- **ARTICLE**:
BEGIN

Dollar Remains Under Pressure Post-Fed, though the Yen Stabilizes

The US dollar has lost another 0.5%
against most of the major currencies today, as Asia and Europe respond to the
Fed’s decision.
  There are few exceptions to this
generalization.  The Norwegian krone has gained nearly three times as
much, with the help of its central bank, which has played down for lower rates
at today’s meeting.  The euro is at its lowest level against Nokkie since the end of last year.  
Another notable
exception is the Japanese yen.
  It appears to be stabilizing at
lower levels.  The dollar had seen a high yesterday near JPY102.80 and a low in Asia today just above JPY100.  It
is recovering in the European morning and is approaching JPY101.  
The New Zealand
dollar is a third exception.
  The currency has seen some
profit-taking after the RBNZ also left rates on hold, but signaled its easing
cycle is not complete.   
The Federal
Reserve’s decision to stand pat was the most complicated in years.
  The case for a hike had
strengthened, Yellen said, but still the consensus to hike was not there.
 Three regional Fed presidents dissented, the most in a couple of years.
 In the dot plots, three (of 17) did not see a hike this year.  Many
suspect that at two of those came from Governors Brainard and Tarullo.
 The idea is that they may have dissented to a rate hike, and at the end
of the day, Yellen chose to keep the Board of Governors united.   
The FOMC
statement reintroduced a risk assessment that it had removed in January.
  This
is also seen by many as a necessary precursor to a hike.   Yellen
herself indicated the Fed was prepared to raise rates this year provided the
labor market continued to improve, and no
new risks emerged.   Some apparently think this guidance could translate
into a November hike.  We are skeptical.  There is simply no
precedent for a hike so close (one week
before) to a national election.   Bloomberg’s calculation puts the odds of
a November hike as high as 21.4%.  The CME assessment, who’s methodology
we tend to share, puts the odds at 12.4%.  
There were two
other important housekeeping duties the Fed appears to have completed at
yesterday’s meeting.
  First, it has taken another step in
the process begun earlier this year of lowering the long-term Fed funds
equilibrium rate.  It now stands at 2.9%, down from 3% in June and 4% a
year ago.  Second, it reduced what it sees as the long-term growth
potential to 1.8% from 2%.   There is some risk that the long-term potential growth is revised lower again, as the
weakness in productivity growth acts as a drag.

END

- **INFORMATION GIVEN**:
BEGIN

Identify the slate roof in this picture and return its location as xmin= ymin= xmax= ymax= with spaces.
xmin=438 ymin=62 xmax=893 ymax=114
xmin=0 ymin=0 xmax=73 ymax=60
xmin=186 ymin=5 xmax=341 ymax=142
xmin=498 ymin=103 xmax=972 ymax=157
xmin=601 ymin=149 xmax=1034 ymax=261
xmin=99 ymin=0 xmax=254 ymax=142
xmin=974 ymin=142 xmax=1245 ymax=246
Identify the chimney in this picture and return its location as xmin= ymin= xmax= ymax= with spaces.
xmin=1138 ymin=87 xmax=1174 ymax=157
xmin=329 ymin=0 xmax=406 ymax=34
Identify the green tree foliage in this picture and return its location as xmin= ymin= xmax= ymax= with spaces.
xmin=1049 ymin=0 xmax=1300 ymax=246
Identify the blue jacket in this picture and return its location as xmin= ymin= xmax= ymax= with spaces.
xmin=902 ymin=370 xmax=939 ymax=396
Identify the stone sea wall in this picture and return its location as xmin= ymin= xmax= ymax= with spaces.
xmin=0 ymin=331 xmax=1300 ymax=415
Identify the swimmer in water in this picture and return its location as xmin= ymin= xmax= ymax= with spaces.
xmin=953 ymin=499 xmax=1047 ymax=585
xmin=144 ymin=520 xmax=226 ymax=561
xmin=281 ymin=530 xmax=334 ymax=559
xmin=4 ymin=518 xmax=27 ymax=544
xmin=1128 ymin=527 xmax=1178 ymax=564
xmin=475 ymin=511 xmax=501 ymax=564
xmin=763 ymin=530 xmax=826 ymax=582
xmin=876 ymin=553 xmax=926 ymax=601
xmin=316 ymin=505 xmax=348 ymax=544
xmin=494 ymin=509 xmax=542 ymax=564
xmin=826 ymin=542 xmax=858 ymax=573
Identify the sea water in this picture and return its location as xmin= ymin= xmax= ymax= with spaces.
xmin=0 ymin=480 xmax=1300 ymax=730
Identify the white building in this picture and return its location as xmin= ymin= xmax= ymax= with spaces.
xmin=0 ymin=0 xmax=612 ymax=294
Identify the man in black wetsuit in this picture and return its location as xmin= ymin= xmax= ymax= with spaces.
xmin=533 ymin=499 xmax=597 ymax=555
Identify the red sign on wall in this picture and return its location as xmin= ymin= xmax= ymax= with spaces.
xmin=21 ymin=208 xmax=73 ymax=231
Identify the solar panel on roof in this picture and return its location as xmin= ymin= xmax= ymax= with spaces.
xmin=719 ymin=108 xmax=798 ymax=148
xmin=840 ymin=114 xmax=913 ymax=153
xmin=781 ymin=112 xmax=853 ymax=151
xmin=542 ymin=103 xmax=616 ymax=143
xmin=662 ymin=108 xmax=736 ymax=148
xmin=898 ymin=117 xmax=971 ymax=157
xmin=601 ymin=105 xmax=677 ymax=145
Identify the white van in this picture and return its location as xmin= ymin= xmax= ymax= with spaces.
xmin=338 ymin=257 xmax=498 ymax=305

END
BEGIN

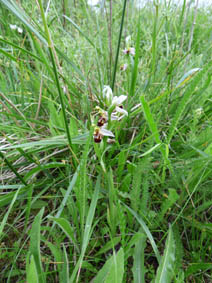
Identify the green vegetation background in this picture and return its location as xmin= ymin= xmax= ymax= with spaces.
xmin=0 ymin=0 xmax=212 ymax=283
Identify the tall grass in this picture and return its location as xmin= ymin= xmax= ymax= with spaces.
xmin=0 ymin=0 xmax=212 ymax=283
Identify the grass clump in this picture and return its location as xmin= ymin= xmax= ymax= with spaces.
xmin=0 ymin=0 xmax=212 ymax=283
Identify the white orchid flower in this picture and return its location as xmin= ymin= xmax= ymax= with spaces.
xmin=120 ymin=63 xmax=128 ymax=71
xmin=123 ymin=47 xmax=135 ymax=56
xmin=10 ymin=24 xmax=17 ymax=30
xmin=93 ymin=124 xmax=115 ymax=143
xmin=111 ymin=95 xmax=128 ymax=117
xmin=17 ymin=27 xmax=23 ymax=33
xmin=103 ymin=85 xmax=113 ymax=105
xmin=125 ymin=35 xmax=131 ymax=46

END
BEGIN

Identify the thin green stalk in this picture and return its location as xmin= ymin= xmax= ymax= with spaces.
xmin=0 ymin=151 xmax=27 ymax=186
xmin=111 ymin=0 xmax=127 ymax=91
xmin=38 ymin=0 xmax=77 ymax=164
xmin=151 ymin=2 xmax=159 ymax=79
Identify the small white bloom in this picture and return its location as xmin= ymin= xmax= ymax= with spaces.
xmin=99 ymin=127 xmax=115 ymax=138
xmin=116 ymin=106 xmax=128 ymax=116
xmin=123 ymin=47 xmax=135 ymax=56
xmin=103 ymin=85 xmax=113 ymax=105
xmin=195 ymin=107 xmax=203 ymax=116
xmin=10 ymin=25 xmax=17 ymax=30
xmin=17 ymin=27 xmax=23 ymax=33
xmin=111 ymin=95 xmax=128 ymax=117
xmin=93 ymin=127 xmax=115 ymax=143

END

- **WHAT IS BEING ASKED**:
Translate into Spanish the following sentence from the article on the dollar: "The Federal Reserve’s decision to stand pat was the most complicated in years." The records are independent material and are unrelated to the article on the dollar.

- **RESPONSE TO THIS EXERCISE**:
La decisión de la Reserva Federal de mantenerse sin cambios fue la más complicada en años.